Please retype all of the items below, reproducing every line without any change.

(Records of labeled points)
---

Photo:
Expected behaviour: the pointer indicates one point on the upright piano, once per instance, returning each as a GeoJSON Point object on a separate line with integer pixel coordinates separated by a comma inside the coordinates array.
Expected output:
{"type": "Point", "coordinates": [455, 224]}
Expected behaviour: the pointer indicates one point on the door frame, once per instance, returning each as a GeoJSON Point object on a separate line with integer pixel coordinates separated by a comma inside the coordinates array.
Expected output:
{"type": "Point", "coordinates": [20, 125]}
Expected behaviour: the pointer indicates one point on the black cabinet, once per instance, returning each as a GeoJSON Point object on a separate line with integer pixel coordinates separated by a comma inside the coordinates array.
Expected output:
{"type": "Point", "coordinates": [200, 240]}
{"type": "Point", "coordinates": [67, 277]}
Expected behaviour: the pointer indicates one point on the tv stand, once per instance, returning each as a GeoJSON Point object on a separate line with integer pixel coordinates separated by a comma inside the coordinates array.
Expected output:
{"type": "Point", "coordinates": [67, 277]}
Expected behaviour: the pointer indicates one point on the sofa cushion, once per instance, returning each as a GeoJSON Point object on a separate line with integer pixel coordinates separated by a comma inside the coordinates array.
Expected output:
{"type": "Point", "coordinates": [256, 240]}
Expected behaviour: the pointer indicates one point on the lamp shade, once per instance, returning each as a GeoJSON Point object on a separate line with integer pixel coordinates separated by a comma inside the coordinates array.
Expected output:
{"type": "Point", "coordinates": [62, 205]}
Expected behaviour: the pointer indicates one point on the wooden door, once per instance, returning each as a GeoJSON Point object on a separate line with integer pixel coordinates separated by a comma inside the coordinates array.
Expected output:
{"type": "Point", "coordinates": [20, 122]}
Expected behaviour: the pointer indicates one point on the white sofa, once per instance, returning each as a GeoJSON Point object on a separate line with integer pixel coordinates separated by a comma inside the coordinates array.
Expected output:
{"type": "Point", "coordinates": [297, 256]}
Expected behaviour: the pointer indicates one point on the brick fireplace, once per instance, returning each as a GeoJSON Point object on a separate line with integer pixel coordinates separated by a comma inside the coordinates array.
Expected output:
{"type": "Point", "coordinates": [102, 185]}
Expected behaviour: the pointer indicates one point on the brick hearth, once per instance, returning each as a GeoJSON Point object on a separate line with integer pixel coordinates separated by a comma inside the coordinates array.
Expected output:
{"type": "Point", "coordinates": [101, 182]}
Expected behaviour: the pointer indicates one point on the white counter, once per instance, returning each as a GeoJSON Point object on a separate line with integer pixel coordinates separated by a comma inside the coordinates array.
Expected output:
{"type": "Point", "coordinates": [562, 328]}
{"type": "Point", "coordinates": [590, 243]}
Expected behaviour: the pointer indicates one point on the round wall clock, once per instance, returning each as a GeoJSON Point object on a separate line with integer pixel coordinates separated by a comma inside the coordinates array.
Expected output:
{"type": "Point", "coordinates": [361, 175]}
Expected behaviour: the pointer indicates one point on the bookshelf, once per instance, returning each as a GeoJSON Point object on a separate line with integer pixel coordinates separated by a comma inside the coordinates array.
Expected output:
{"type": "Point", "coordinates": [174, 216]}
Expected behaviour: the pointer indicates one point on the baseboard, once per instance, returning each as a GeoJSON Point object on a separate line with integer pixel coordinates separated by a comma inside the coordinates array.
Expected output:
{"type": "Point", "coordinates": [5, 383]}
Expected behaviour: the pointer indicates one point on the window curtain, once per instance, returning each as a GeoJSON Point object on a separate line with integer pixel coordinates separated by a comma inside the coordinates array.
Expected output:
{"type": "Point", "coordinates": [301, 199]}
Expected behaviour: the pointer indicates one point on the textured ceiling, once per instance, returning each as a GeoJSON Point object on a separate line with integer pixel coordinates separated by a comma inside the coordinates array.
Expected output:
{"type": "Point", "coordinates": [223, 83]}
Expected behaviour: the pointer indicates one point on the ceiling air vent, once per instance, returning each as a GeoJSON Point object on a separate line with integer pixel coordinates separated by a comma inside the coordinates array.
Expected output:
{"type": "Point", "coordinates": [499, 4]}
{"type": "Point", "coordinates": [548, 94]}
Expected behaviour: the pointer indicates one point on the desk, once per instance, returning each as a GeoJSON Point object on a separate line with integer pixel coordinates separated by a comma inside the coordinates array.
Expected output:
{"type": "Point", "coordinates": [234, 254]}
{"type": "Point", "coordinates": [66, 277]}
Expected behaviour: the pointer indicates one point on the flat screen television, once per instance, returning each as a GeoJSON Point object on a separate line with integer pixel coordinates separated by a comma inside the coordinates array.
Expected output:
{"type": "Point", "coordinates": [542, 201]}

---

**EXERCISE SOLUTION**.
Photo:
Expected behaviour: the pointer indicates one point on the upright piano, once per instance, returning each as a GeoJSON Point object on a separate line with integer pixel coordinates separated by a comma inside the coordinates array.
Expected output:
{"type": "Point", "coordinates": [455, 224]}
Expected behaviour: the pointer indicates one point on the door frame, once per instance, returning each as a GeoJSON Point object on a separate line with integer pixel coordinates separated by a comma inside the coordinates array.
Expected output:
{"type": "Point", "coordinates": [20, 125]}
Expected behaviour: the pointer indicates one point on the black cabinet, once per instance, returning each as a GeoJSON Point object on a separate line with integer pixel coordinates separated by a comma inside the coordinates array.
Expected output:
{"type": "Point", "coordinates": [200, 240]}
{"type": "Point", "coordinates": [67, 277]}
Expected behaviour: the pointer indicates one point on the tv stand, once per instance, returning each as a GeoJSON Point object on a separate line with integer pixel coordinates separated by a comma inside the coordinates array.
Expected output:
{"type": "Point", "coordinates": [67, 277]}
Expected behaviour: the pointer indicates one point on the sofa cushion, once per instance, returning each as a GeoJSON Point object on a separate line with integer pixel coordinates separated by a comma inside the coordinates array.
Expected output:
{"type": "Point", "coordinates": [256, 240]}
Expected behaviour: the pointer indicates one point on the lamp shade, once per instance, returning each as a GeoJSON Point object on a separate line with integer pixel coordinates separated by a comma inside the coordinates array.
Expected output:
{"type": "Point", "coordinates": [62, 205]}
Expected behaviour: the pointer indicates one point on the wooden door, once per instance, returning each as a GeoJSON Point object on a separate line with integer pixel coordinates separated by a comma inside the coordinates array.
Expected output:
{"type": "Point", "coordinates": [20, 122]}
Expected behaviour: the pointer indicates one point on the white sofa, once per instance, returning each as a GeoJSON Point object on a separate line with integer pixel coordinates separated by a comma inside the coordinates array.
Expected output:
{"type": "Point", "coordinates": [297, 256]}
Expected behaviour: the pointer indicates one point on the brick fireplace, once per instance, returning each as a GeoJSON Point object on a separate line with integer pixel coordinates separated by a comma inside the coordinates array.
Expected output:
{"type": "Point", "coordinates": [102, 185]}
Expected behaviour: the pointer indicates one point on the brick hearth, once per instance, returning each as a GeoJSON Point object on a separate line with integer pixel coordinates separated by a comma inside the coordinates array.
Expected output:
{"type": "Point", "coordinates": [101, 182]}
Expected behaviour: the pointer indicates one point on the white counter, once per instance, returning each as a GeoJSON Point object on a separate line with integer pixel coordinates separated by a comma inside the coordinates array.
Expected output:
{"type": "Point", "coordinates": [562, 328]}
{"type": "Point", "coordinates": [590, 243]}
Expected behaviour: the pointer indicates one point on the round wall clock, once per instance, returning each as a GeoJSON Point object on a separate line with integer pixel coordinates separated by a comma inside the coordinates array.
Expected output:
{"type": "Point", "coordinates": [361, 175]}
Expected behaviour: the pointer indicates one point on the bookshelf, once per instance, returning each as a GeoJSON Point object on a separate line with integer pixel coordinates separated by a comma inside the coordinates array.
Expected output:
{"type": "Point", "coordinates": [174, 216]}
Expected behaviour: the pointer indicates one point on the baseboard, once per instance, returning each as a GeoJSON Point object on a separate line with integer pixel coordinates separated by a comma inside the coordinates array.
Expected output:
{"type": "Point", "coordinates": [5, 383]}
Expected behaviour: the pointer indicates one point on the window curtain, once per instance, returning each as a GeoJSON Point object on a separate line with integer pixel coordinates separated by a comma inside the coordinates array.
Expected output:
{"type": "Point", "coordinates": [301, 199]}
Expected behaviour: the pointer indicates one point on the textured ceiling, once per instance, returning each as a GeoJSON Point object on a separate line with integer pixel coordinates separated by a comma inside the coordinates array.
Expected output:
{"type": "Point", "coordinates": [223, 83]}
Expected behaviour: the pointer indicates one point on the ceiling air vent, once per instance, returning each as a GeoJSON Point object on a separate line with integer pixel coordinates separated by a comma inside the coordinates array.
Expected output:
{"type": "Point", "coordinates": [499, 4]}
{"type": "Point", "coordinates": [548, 94]}
Expected behaviour: the pointer indicates one point on the desk, once per instance, returning each as a GeoJSON Point object on a separate line with integer pixel coordinates separated by a comma inside the coordinates array.
Expected output:
{"type": "Point", "coordinates": [234, 254]}
{"type": "Point", "coordinates": [66, 277]}
Expected behaviour: the pointer indicates one point on the flat screen television, once per instance, returning each as a GeoJSON Point object on a separate line with integer pixel coordinates separated by a comma inside the coordinates array.
Expected output:
{"type": "Point", "coordinates": [542, 201]}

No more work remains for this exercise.